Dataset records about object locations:
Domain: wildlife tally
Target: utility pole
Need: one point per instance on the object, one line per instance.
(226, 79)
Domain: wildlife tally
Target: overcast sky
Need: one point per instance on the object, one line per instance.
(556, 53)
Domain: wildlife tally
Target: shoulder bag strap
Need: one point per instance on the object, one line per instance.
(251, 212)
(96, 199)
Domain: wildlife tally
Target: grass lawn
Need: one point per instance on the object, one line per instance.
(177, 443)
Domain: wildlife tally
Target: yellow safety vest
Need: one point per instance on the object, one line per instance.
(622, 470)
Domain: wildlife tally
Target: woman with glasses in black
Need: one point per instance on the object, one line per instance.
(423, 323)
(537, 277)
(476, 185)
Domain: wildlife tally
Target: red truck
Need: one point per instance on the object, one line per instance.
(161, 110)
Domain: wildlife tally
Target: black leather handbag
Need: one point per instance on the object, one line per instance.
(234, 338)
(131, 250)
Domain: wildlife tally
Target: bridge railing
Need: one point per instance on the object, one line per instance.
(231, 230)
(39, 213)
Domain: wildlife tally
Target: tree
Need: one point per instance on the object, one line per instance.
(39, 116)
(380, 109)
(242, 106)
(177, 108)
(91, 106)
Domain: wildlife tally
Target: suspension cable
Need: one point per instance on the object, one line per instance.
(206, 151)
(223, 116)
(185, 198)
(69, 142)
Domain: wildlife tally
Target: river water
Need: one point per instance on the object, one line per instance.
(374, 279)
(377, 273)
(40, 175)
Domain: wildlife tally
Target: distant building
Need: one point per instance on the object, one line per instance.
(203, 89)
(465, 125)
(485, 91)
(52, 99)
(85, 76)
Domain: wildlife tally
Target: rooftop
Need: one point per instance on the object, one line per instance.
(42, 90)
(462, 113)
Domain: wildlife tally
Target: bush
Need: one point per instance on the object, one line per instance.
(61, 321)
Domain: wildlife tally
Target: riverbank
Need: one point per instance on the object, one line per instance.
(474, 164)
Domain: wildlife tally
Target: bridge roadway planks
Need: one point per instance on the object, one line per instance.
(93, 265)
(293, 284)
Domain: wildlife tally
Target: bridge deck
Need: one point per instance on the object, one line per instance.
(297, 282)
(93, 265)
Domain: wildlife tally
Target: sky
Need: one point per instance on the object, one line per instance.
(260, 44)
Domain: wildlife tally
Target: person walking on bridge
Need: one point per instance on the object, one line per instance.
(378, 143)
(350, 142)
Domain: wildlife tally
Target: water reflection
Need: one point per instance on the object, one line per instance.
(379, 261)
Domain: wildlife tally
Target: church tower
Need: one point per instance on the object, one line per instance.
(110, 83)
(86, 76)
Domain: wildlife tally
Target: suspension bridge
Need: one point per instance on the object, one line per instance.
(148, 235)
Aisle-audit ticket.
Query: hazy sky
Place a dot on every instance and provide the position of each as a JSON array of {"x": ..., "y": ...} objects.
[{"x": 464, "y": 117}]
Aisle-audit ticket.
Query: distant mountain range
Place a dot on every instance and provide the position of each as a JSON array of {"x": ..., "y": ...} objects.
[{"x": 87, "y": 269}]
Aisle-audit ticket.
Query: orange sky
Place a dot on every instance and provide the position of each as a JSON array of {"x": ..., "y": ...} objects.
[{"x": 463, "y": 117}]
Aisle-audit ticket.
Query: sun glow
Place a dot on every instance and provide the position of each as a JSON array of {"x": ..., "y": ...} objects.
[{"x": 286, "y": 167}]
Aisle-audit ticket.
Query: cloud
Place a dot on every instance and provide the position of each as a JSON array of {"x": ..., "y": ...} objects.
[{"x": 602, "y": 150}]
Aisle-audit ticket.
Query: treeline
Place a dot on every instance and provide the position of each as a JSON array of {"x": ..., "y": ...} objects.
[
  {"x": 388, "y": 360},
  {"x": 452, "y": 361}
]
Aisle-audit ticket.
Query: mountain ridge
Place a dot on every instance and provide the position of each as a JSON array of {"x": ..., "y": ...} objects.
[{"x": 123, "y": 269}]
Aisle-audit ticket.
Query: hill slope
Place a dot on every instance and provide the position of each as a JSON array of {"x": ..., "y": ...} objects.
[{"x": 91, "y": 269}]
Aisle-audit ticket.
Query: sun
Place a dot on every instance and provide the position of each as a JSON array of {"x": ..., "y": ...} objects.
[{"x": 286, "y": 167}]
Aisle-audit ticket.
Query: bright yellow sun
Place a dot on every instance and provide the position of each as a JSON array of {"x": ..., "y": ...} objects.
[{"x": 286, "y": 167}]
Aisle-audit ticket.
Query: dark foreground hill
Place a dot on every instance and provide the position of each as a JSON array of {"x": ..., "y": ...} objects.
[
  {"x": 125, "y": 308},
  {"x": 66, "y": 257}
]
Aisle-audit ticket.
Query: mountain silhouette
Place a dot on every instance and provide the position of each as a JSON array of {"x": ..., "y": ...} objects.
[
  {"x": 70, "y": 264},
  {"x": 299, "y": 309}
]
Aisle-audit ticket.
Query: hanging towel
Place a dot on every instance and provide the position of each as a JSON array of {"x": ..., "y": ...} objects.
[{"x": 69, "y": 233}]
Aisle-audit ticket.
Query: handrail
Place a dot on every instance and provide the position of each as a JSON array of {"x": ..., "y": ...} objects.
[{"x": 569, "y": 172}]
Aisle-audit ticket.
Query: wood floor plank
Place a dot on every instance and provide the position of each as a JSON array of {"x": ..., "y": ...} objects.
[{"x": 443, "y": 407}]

◆ Prompt ◆
Write out every line from the records above, word for word.

◆ Expected output ◆
Domain: wildlife tally
Target: utility pole
Need: one point per instance on the object, one line per instance.
(226, 79)
Domain: wildlife tally
Target: overcast sky
Need: one point per instance on the object, one line per instance.
(556, 53)
Domain: wildlife tally
Target: shoulder bag strap
Need: one point per instance on the object, one line per instance.
(251, 212)
(96, 199)
Domain: wildlife tally
Target: grass lawn
Need: one point per instance on the object, one line per instance.
(177, 443)
Domain: wildlife tally
Target: yellow safety vest
Need: one point per instance on the object, one line per instance.
(622, 470)
Domain: wildlife tally
Target: woman with glasses in black
Need: one point per instance on the object, one line per instance.
(423, 323)
(537, 277)
(476, 185)
Domain: wildlife tally
Target: red truck
Need: one point per instance on the object, one line per instance.
(161, 110)
Domain: wildlife tally
Target: black leather handbag
Need: one point per instance on the object, one line per instance.
(234, 338)
(131, 250)
Domain: wildlife tally
Target: bridge railing
Need: one point per instance on the object, one line per instance.
(231, 230)
(39, 213)
Domain: wildlife tally
Target: tree
Need: one point per instance on the object, one line per instance.
(39, 116)
(380, 109)
(242, 106)
(177, 108)
(91, 106)
Domain: wildlife tally
Target: suspension cable
Need: one point per instance on the object, one line per instance.
(206, 151)
(223, 116)
(185, 198)
(69, 142)
Domain: wildlife tally
Target: river water
Need: one point per instance on the object, one line per instance.
(374, 279)
(377, 273)
(40, 175)
Domain: wildlife tally
Target: distant building
Need: one point per instance on the object, one line per instance.
(203, 89)
(465, 125)
(485, 91)
(52, 99)
(85, 76)
Domain: wildlife tally
Target: rooftop
Need: one point per instance on the object, one line per instance.
(42, 90)
(462, 113)
Domain: wildlife tally
Target: bush
Need: one point per instance on the object, one line per instance.
(61, 321)
Domain: wildlife tally
Target: riverbank
Need: one point per instance on the object, one line per instance.
(474, 164)
Domain: wildlife tally
Target: bridge roadway planks
Need: one point per instance on the object, one line per instance.
(93, 265)
(293, 284)
Domain: wildlife tally
Target: bridge deck
Need: one point per instance on the object, one line per instance.
(297, 282)
(93, 265)
Domain: wildlife tally
Target: sky
Need: one point per instance on the object, one line per instance.
(260, 44)
Domain: wildlife tally
Target: person walking on bridge
Need: one point per instance on the object, one line per instance.
(378, 143)
(350, 142)
Domain: wildlife tally
Target: water reflection
Need: one point per instance on the object, one line per instance.
(379, 261)
Domain: wildlife tally
Target: church tower
Need: one point per instance on the object, one line per instance.
(110, 83)
(86, 76)
Domain: wildlife tally
Target: suspension bridge
Need: one point per instance on the object, one line per instance.
(148, 235)
Aisle-audit ticket.
Query: hazy sky
Place a dot on every instance and provide the position of each as a JSON array of {"x": ..., "y": ...} objects.
[{"x": 464, "y": 117}]
Aisle-audit ticket.
Query: distant mountain range
Place a dot on every instance and provide the position of each as a JSON array of {"x": ..., "y": ...} objects.
[{"x": 87, "y": 269}]
Aisle-audit ticket.
Query: orange sky
Place a dot on every instance and provide the position of each as a JSON array of {"x": ..., "y": ...} objects.
[{"x": 463, "y": 117}]
Aisle-audit ticket.
Query: sun glow
Place a dot on every instance and provide the position of each as a JSON array of {"x": ..., "y": ...} objects.
[{"x": 286, "y": 167}]
Aisle-audit ticket.
Query: cloud
Place a dot on every instance and provide the position of each as a JSON array of {"x": ..., "y": ...} objects.
[{"x": 602, "y": 150}]
Aisle-audit ticket.
Query: treeline
Place a dot on every instance and provide the position of each as a JSON array of {"x": ..., "y": ...} objects.
[
  {"x": 388, "y": 360},
  {"x": 452, "y": 361}
]
Aisle-audit ticket.
Query: mountain ridge
Place a dot on every instance and provide the position of each as a JSON array of {"x": ..., "y": ...} objects.
[{"x": 123, "y": 269}]
Aisle-audit ticket.
Query: hill slope
Place a dot on every instance and provide the position of each as a JSON array of {"x": ..., "y": ...} objects.
[{"x": 91, "y": 269}]
Aisle-audit ticket.
Query: sun
Place a dot on every instance and provide the position of each as a JSON array of {"x": ..., "y": ...} objects.
[{"x": 286, "y": 167}]
Aisle-audit ticket.
Query: bright yellow sun
Place a dot on every instance and provide the position of each as a JSON array of {"x": ..., "y": ...} objects.
[{"x": 286, "y": 167}]
Aisle-audit ticket.
Query: dark foreground hill
Place a dot on every instance and provide the position of each as a JSON array of {"x": ..., "y": ...} objects.
[
  {"x": 125, "y": 308},
  {"x": 66, "y": 257}
]
Aisle-audit ticket.
Query: mountain silhouette
Place a dot on every instance and provide the position of each as a JSON array of {"x": ..., "y": ...} objects.
[
  {"x": 70, "y": 264},
  {"x": 299, "y": 309}
]
Aisle-audit ticket.
Query: hanging towel
Place a dot on every instance and provide the position of each as a JSON array of {"x": ..., "y": ...} objects.
[{"x": 69, "y": 233}]
Aisle-audit ticket.
Query: handrail
Place a dot on every instance and provide the position of each as a JSON array of {"x": ..., "y": ...} objects.
[{"x": 569, "y": 172}]
Aisle-audit ticket.
Query: wood floor plank
Place a dot on every instance and provide the position of each as a JSON array of {"x": ..., "y": ...} objects.
[{"x": 443, "y": 407}]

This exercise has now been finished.